> [WORK REQUIRED]: Transcribe exactly the lines from the one holding "Reviewer note: verify that each instance of the red" to the end of the data below, including both of those lines and no others.

________

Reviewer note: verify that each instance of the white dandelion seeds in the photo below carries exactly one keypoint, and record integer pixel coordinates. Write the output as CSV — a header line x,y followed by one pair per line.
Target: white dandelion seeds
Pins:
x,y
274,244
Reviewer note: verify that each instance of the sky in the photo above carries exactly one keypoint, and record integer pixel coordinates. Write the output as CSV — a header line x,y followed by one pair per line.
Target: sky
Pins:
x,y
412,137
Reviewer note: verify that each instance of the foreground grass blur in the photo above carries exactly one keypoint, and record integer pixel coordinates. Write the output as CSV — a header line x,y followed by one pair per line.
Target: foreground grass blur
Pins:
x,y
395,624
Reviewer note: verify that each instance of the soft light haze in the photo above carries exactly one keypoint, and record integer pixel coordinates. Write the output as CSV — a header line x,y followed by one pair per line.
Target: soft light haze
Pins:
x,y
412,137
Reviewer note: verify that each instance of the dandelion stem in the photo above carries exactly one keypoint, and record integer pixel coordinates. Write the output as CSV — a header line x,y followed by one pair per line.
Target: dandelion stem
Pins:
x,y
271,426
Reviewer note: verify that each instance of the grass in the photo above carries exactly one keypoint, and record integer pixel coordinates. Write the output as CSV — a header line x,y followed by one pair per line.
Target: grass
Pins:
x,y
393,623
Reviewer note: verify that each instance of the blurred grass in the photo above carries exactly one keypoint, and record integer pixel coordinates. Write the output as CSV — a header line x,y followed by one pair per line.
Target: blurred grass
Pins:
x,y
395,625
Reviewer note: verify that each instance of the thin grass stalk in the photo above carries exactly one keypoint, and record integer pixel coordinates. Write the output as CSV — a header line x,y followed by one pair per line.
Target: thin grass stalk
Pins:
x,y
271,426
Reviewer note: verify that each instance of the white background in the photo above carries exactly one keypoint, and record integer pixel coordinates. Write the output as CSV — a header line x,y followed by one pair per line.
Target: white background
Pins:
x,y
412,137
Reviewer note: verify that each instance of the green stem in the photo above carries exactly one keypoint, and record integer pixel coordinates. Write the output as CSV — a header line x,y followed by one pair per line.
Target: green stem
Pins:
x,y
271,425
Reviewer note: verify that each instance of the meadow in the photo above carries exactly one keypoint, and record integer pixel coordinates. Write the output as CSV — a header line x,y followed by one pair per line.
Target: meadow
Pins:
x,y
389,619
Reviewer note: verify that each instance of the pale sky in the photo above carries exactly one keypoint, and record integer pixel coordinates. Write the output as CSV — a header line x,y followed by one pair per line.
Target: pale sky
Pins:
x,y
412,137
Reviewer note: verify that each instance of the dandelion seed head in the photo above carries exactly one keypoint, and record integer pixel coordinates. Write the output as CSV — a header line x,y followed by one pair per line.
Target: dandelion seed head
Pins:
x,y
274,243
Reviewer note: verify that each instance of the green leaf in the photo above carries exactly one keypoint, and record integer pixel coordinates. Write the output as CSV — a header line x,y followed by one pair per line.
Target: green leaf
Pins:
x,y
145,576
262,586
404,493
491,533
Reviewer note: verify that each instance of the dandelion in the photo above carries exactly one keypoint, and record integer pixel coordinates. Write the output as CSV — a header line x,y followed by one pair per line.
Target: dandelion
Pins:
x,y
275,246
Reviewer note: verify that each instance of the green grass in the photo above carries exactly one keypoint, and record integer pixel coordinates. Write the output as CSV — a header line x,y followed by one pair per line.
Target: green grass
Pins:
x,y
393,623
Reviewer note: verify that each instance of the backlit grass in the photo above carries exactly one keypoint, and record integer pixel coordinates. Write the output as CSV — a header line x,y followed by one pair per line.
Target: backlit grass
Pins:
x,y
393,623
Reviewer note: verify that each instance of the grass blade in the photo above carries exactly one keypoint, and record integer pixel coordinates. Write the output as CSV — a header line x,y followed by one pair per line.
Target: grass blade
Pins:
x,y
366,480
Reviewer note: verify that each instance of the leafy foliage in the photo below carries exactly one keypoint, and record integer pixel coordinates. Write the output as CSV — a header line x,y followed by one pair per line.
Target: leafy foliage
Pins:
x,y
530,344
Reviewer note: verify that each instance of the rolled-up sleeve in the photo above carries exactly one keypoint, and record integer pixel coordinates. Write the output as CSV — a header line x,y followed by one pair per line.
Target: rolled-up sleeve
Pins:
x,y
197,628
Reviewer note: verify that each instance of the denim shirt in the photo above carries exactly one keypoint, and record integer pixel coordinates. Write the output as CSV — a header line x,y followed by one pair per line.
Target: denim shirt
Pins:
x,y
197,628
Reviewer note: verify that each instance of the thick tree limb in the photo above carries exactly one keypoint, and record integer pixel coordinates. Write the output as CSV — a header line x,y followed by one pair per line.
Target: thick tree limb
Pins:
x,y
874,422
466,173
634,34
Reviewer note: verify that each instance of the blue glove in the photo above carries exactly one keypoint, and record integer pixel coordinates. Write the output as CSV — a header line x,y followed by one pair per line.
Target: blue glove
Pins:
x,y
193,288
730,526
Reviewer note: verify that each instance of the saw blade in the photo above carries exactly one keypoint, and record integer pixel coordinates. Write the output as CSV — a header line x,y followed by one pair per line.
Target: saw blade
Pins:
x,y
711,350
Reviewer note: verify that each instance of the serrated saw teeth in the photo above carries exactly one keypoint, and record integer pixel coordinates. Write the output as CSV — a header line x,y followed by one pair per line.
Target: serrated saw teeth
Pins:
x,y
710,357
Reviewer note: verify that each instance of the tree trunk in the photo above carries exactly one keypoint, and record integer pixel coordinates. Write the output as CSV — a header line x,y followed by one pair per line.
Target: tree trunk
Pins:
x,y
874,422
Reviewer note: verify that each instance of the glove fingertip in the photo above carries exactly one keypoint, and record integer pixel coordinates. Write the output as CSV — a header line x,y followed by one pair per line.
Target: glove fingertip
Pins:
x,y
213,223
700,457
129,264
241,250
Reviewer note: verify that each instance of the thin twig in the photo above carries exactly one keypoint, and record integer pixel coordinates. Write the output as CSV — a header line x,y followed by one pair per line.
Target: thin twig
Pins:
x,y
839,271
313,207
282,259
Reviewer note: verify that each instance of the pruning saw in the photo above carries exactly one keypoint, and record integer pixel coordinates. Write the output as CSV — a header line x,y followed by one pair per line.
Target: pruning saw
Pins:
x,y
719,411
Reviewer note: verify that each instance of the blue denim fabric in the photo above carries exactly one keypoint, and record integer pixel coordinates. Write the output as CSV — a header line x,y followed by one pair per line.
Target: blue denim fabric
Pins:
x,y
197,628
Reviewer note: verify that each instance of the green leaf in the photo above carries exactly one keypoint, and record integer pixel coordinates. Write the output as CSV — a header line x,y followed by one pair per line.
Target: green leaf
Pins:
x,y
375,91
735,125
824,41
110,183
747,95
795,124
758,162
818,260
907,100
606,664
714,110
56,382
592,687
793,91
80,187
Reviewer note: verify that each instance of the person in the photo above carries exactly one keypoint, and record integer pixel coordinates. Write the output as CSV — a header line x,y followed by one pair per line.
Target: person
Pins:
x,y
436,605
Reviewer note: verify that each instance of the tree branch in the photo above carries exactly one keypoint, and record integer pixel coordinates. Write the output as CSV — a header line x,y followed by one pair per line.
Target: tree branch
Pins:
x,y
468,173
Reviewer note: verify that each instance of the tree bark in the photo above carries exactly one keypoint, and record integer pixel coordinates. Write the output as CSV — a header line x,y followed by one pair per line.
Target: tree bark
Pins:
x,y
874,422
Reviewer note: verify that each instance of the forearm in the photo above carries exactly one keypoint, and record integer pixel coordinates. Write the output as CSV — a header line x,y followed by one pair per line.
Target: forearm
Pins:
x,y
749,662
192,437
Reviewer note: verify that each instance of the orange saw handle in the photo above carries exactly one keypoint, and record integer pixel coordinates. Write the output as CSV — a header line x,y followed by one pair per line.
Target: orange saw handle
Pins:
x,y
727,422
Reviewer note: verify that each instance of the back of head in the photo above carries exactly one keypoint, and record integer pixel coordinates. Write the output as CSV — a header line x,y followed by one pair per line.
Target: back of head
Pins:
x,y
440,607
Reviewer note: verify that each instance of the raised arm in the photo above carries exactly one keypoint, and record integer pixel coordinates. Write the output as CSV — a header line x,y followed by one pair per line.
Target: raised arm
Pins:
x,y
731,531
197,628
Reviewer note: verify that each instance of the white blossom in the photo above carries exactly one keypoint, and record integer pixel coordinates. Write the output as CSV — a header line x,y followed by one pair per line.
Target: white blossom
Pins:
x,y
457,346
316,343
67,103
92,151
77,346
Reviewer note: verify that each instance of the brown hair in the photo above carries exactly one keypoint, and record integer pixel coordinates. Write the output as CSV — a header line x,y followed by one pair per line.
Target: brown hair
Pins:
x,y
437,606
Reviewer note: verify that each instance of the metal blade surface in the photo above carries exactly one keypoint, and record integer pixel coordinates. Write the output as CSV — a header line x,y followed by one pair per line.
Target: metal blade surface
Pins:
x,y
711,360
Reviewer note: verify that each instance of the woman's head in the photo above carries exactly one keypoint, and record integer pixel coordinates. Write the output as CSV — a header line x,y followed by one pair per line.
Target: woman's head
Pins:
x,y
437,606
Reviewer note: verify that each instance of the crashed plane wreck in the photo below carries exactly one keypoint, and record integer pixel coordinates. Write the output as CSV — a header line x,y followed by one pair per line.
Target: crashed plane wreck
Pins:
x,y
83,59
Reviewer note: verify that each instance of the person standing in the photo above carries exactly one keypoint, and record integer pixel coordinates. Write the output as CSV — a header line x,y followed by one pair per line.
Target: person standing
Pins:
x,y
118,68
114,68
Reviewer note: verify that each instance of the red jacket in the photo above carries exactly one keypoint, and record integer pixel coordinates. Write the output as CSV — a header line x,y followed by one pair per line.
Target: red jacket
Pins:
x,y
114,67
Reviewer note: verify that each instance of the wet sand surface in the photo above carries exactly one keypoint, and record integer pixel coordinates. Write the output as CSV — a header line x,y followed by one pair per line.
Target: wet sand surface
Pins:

________

> [OUTPUT FOR THIS EXERCISE]:
Reviewer note: verify that each instance of the red jacket in the photo above carries exactly one keypoint, and record integer pixel coordinates. Write the output as CSV — a header line x,y followed by one pair per line.
Target: red jacket
Pins:
x,y
114,67
Reviewer note: verify that each instance of the wet sand surface in the photo above carries exactly one keypoint, and record integer pixel coordinates. Write the output as CSV — a header line x,y followed by one pair per line.
Target: wet sand surface
Pins:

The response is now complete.